**Records shown:**
········

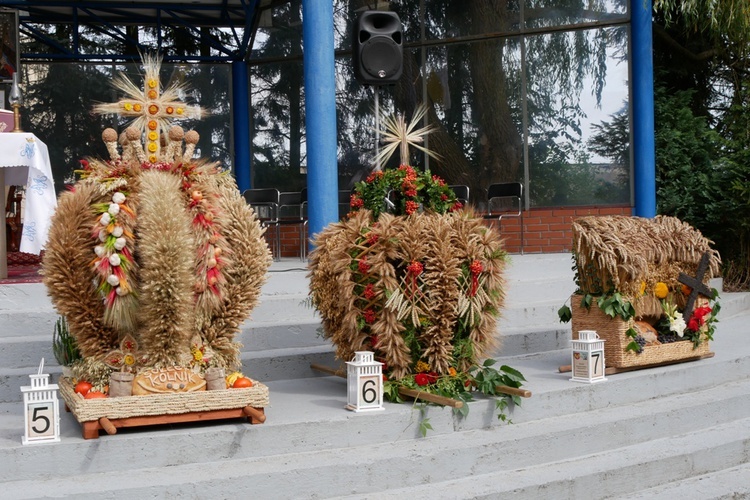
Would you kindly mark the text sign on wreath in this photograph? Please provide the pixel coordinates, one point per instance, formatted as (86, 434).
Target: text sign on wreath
(364, 382)
(41, 410)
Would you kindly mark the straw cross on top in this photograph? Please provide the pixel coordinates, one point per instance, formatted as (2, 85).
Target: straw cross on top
(696, 285)
(152, 109)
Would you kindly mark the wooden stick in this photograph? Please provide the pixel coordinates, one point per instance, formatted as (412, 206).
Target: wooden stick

········

**Task statement:**
Copy the entries above word for word, leaving out the pictures.

**Output of the exercise:**
Would you kindly mark the text sign on wreath in this photograph? Please provide the pixel coordinates, one point per instance, formatted as (86, 434).
Target: text sign on wreath
(364, 382)
(41, 410)
Would you kindly mark the straw cross on top in this photograph? Please provide the pixel coordinates, one point per instance, formatted as (2, 85).
Target: straw cross on top
(696, 285)
(152, 109)
Would you kindly mark the wooden stick in this photograph? Please provide the pixel coordinates, one point per instance, formatted as (412, 206).
Target: wooden stick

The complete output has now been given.